Reading passage>
────
Thursday, September 29, 2011

Gothic update

I have one sleeve done. It's a beauty! Here's the thing, though: it's the wrong color.

See, I have made dresses before. Thing is, it's been summertime, so none of them have had sleeves. Red pettibodies, red kirtle, brown Flemish overgown, viking apron dress, green kirtle -- no sleeves! (Well, I guess technically the green kirtle had sleeves, but they're detachable and I rarely wear them.) So when I made my pattern and placed it on the fabric and said "Yes, I have plenty of fabric to make this" and got out the scissors and started cutting, it wasn't until after I got the body sections and gores snipped out that I thought "Oh yeah. Sleeves, too."

Sleeves take way more fabric than I think they're going to. I need, oh, almost a yard to cut sleeves, especially when they have little gores of their own like these Grand Assiette ones. So the 15 inches of remnant I had left after cutting out the body and gores was just not gonna be enough. Fudge.
────
Extracted material>
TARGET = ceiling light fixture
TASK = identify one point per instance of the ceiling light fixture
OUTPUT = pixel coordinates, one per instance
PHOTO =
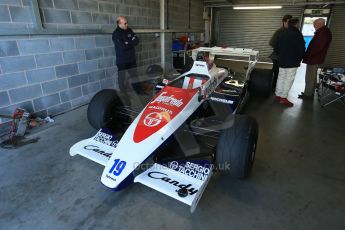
(256, 7)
────
Required work>
(1) In the Gothic update post, how much fabric remnant was left after the body and gores were cut out?
(2) Quote the Gothic update post from "Sleeves take way" up to and including "be enough. Fudge.".
The material comes from a separate source that has nothing to do with the Gothic update post.

Answers for this exercise>
(1) 15 inches.

(2)
Sleeves take way more fabric than I think they're going to. I need, oh, almost a yard to cut sleeves, especially when they have little gores of their own like these Grand Assiette ones. So the 15 inches of remnant I had left after cutting out the body and gores was just not gonna be enough. Fudge.